= Task requirements =
Check every line below for the word "rocky" and give only the number of lines where it appears.

Stored data entries:
———

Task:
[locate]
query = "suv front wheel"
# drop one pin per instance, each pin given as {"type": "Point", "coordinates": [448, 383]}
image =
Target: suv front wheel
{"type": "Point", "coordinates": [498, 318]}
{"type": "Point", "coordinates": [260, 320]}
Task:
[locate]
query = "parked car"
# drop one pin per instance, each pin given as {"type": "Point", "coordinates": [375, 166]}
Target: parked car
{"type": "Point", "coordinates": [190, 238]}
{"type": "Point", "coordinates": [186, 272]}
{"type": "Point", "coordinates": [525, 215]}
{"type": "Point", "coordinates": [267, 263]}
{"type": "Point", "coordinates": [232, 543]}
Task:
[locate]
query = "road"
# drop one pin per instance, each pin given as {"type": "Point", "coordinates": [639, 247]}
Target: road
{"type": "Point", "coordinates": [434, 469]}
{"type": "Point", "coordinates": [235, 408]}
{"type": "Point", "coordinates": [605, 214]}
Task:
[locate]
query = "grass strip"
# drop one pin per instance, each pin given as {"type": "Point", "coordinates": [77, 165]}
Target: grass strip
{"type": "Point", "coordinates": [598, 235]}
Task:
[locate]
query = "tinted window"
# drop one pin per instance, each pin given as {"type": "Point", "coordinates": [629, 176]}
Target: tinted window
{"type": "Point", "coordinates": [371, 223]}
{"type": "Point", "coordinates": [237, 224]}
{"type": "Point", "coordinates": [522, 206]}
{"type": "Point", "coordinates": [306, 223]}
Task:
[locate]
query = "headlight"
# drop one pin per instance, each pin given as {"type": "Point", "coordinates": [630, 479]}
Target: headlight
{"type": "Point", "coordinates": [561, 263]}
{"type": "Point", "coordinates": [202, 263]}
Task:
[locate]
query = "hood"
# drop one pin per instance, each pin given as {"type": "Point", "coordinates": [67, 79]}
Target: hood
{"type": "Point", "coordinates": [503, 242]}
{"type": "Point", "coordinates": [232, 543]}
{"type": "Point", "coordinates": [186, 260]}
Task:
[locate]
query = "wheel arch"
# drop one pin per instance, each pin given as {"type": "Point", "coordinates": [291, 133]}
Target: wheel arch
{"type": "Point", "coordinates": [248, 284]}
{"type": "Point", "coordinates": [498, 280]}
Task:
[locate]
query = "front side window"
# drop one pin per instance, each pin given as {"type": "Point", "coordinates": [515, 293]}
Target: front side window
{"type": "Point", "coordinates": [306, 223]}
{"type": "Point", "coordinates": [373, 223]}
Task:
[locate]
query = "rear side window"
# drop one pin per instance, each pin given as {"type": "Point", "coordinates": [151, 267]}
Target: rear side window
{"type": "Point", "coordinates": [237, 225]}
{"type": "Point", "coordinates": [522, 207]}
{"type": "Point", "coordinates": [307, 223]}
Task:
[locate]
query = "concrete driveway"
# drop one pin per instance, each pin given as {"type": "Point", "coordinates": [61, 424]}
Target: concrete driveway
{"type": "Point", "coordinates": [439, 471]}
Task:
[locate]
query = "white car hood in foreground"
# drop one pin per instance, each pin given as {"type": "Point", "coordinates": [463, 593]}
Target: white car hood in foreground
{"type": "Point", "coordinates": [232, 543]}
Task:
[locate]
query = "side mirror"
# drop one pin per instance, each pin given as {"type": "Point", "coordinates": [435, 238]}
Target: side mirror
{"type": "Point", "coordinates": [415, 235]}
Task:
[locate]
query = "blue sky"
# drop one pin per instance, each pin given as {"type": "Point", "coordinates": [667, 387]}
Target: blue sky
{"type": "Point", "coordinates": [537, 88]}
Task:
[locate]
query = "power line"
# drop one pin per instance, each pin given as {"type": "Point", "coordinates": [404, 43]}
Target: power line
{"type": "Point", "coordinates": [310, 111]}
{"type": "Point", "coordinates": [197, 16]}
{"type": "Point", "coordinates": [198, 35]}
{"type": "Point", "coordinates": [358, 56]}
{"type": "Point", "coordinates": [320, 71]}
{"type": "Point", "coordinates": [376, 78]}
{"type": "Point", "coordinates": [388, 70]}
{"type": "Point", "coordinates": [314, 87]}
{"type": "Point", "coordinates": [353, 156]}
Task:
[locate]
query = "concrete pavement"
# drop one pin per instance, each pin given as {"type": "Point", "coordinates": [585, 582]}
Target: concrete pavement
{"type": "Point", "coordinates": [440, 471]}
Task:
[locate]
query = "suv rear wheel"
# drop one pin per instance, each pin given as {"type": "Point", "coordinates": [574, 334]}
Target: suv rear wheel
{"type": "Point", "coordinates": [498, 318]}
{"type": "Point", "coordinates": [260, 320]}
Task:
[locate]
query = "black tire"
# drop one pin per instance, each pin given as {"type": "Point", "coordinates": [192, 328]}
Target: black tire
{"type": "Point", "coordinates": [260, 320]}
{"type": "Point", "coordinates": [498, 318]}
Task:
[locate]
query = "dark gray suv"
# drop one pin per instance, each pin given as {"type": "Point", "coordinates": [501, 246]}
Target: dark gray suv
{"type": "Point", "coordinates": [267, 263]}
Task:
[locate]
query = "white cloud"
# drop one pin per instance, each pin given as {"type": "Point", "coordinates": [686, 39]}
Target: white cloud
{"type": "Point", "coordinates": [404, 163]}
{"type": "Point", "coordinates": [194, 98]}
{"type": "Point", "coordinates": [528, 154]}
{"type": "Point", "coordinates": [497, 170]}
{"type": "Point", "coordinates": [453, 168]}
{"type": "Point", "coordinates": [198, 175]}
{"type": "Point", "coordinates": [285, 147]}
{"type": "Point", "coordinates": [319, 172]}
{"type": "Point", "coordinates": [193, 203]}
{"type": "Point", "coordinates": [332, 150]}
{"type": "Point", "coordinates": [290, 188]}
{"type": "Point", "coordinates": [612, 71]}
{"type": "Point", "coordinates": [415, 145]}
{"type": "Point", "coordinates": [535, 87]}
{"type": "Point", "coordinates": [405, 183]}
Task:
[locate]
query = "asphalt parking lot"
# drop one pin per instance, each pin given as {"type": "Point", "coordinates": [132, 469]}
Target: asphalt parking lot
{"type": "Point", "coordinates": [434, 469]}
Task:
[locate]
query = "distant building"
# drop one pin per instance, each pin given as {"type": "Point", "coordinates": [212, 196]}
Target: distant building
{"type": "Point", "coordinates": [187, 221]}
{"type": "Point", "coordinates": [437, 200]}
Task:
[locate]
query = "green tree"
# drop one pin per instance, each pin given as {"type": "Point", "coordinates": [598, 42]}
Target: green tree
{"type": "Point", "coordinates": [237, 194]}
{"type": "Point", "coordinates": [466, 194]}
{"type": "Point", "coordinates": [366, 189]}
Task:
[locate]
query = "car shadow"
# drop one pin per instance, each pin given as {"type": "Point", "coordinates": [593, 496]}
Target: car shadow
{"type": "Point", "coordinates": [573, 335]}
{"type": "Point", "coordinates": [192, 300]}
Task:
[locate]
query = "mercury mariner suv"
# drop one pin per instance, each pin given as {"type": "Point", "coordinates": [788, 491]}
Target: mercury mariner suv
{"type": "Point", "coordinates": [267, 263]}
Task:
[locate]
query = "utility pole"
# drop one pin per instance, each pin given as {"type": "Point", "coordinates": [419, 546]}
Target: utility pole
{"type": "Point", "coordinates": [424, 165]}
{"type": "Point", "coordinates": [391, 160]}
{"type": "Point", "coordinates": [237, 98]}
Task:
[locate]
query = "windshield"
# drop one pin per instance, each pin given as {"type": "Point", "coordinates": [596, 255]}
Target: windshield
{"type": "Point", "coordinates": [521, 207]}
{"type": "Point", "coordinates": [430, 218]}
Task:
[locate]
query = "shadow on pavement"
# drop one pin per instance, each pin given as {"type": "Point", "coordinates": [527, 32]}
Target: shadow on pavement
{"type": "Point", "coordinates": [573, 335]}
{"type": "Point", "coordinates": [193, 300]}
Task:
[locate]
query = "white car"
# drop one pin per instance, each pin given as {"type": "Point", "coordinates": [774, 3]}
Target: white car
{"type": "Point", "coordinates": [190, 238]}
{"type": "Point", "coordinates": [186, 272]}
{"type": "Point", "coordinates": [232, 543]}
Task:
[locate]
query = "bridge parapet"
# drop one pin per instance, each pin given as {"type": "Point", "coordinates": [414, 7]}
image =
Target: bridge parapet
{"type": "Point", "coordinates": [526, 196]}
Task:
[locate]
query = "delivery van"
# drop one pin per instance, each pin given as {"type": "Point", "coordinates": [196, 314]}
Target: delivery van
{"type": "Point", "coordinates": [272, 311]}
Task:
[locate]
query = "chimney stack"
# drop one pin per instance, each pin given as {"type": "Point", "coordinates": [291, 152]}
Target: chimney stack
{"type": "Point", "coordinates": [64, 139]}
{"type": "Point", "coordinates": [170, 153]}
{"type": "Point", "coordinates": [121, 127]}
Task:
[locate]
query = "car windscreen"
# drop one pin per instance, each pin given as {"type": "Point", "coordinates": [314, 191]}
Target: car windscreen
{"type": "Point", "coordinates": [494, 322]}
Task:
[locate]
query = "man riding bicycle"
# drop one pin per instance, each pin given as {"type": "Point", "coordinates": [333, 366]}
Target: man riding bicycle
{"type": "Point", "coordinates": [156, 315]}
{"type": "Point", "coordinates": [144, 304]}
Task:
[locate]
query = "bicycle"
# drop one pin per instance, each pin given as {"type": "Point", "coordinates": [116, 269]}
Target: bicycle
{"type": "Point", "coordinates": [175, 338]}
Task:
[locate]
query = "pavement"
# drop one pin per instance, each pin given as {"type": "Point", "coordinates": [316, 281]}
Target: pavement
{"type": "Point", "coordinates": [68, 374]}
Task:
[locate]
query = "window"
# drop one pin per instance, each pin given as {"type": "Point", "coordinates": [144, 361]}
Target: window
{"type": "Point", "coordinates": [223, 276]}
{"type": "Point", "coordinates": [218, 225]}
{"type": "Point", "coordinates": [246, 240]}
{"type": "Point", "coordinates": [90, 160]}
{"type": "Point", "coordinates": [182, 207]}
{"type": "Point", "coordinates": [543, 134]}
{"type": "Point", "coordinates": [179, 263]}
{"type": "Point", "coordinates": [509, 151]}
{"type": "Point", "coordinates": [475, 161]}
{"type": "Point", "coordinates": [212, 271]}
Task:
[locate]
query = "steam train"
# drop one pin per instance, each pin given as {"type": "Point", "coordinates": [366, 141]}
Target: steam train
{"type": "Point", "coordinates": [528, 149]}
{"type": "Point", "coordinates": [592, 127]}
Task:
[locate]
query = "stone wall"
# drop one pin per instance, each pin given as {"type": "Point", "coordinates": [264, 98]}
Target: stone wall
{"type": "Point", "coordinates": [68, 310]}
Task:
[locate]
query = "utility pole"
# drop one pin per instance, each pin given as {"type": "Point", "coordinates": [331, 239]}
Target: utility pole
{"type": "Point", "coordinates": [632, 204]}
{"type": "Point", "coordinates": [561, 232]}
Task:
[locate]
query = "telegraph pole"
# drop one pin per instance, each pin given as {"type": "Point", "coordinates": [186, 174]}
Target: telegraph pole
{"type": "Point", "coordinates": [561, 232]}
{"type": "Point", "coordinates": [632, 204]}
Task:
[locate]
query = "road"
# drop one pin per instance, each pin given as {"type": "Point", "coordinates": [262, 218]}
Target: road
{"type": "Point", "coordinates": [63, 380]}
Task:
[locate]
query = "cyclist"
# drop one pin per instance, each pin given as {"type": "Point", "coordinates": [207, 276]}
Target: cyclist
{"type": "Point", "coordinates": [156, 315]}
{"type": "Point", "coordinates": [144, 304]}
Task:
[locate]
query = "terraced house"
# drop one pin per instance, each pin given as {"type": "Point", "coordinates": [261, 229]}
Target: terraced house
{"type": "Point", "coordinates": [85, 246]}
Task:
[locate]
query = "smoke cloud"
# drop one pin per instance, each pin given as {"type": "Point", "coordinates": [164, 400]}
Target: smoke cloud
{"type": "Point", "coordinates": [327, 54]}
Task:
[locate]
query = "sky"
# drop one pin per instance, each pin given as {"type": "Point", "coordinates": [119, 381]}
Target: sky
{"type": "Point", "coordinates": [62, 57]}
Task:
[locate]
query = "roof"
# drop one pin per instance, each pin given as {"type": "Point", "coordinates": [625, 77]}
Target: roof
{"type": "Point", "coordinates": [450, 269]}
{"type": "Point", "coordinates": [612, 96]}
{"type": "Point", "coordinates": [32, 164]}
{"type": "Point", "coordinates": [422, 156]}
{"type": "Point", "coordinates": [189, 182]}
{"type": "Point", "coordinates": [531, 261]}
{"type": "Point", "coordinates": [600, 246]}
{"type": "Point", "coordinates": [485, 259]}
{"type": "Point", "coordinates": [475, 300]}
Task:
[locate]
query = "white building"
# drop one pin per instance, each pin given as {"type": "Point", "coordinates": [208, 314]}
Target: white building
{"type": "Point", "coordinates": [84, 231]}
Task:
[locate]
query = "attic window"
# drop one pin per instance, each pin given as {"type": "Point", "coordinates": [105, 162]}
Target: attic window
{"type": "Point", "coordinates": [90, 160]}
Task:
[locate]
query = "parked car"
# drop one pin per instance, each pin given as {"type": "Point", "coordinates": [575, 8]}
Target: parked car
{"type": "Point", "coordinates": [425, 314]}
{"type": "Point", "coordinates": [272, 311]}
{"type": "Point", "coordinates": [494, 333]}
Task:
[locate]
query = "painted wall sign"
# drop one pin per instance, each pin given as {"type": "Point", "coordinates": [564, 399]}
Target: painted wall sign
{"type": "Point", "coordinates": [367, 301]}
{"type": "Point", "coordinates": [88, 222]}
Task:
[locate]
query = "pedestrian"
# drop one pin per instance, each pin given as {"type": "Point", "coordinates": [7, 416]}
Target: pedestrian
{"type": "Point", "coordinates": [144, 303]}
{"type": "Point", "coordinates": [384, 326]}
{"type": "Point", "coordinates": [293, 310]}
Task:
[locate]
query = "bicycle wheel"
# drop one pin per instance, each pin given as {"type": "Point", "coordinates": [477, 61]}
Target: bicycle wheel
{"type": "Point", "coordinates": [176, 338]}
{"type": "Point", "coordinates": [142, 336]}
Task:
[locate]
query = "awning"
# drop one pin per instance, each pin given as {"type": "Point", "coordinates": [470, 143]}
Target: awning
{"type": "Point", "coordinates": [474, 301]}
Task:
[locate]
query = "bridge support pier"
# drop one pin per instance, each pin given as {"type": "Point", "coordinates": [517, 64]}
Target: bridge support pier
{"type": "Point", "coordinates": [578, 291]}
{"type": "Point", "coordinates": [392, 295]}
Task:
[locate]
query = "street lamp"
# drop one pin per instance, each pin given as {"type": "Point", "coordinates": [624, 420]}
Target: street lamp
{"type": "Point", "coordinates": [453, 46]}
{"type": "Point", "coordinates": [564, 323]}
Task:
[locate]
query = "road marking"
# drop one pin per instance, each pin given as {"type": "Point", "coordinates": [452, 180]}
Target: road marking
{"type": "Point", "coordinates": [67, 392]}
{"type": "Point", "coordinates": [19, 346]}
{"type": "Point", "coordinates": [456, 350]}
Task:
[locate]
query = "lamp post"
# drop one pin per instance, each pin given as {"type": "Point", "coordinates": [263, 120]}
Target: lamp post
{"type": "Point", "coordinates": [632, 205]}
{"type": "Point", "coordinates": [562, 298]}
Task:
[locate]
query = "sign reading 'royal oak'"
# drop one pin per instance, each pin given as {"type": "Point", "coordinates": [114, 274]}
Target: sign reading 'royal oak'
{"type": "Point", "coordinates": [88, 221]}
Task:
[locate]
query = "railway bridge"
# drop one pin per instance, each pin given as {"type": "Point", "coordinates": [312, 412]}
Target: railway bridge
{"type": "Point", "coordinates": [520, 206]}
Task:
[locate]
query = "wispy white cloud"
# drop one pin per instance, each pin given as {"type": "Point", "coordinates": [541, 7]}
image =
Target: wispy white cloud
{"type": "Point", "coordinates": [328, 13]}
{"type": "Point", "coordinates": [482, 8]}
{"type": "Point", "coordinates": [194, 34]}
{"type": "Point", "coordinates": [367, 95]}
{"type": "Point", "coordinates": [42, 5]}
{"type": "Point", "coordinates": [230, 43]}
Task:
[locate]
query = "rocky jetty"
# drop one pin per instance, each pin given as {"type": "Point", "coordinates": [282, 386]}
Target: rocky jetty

———

= Answer area =
2